THE REQUEST
Put each line of the records below into a JSON list of strings, one string per line, with blank lines left out.
########################################
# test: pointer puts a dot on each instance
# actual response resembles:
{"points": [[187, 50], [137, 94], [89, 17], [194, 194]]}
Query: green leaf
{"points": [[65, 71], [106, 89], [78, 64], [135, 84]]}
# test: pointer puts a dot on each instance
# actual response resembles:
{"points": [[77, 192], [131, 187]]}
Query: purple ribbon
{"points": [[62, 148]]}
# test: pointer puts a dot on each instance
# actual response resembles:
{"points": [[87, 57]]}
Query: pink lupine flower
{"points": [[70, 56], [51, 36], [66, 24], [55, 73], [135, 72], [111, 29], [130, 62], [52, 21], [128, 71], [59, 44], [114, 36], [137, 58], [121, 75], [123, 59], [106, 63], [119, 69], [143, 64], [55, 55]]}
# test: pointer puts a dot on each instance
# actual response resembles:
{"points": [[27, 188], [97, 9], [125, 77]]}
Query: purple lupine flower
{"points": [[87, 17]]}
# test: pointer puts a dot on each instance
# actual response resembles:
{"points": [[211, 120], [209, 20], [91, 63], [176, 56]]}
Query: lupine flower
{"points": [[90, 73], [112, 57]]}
########################################
EXERCISE RESULT
[
  "# test: pointer puts a dot on each instance",
  "# actual response resembles:",
  "{\"points\": [[187, 50], [137, 94], [89, 17], [194, 194]]}",
  "Query: green leaf",
  "{\"points\": [[65, 71], [106, 89], [78, 64], [135, 84]]}",
  "# test: pointer puts a dot on each instance",
  "# actual response resembles:",
  "{\"points\": [[77, 192], [131, 187]]}",
  "Query: purple ribbon",
  "{\"points\": [[62, 148]]}",
  "# test: pointer puts a dot on each instance",
  "# actual response resembles:",
  "{\"points\": [[87, 57]]}",
  "Query: pink lupine flower",
  "{\"points\": [[70, 56], [51, 36], [66, 24], [55, 73], [135, 72], [111, 29], [130, 62], [52, 21], [128, 71], [59, 44], [114, 36], [137, 58], [121, 75], [123, 59], [106, 63], [119, 69], [143, 64], [55, 55]]}",
  "# test: pointer puts a dot on each instance",
  "# actual response resembles:",
  "{\"points\": [[27, 188], [97, 9], [125, 77]]}",
  "Query: purple lupine flower",
  "{\"points\": [[87, 17]]}",
  "# test: pointer puts a dot on each instance",
  "# actual response resembles:",
  "{\"points\": [[211, 120], [209, 20], [91, 63], [176, 56]]}",
  "Query: lupine flower",
  "{\"points\": [[90, 73], [112, 57]]}"
]